▸ Supplied information
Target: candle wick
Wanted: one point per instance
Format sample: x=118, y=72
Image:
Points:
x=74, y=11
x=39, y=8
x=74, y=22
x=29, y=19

▸ What needs to be done
Rewrite the rows above, swapping "candle wick" for "match head" and leaving everything else as it is.

▸ Response
Target: match head
Wanted: one point per instance
Format sample: x=118, y=72
Image:
Points:
x=74, y=11
x=39, y=8
x=74, y=22
x=29, y=19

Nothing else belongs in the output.